• _WORK REQUIRED_
Output the data in full. Keep every entry exactly as written.

• _DATASET ENTRIES_
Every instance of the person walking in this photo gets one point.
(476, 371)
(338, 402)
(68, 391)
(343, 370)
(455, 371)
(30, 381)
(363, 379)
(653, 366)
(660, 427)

• _RESULT_
Every instance of the person walking in this photo gets one point.
(476, 371)
(338, 402)
(68, 391)
(343, 370)
(455, 371)
(30, 381)
(363, 379)
(653, 366)
(660, 427)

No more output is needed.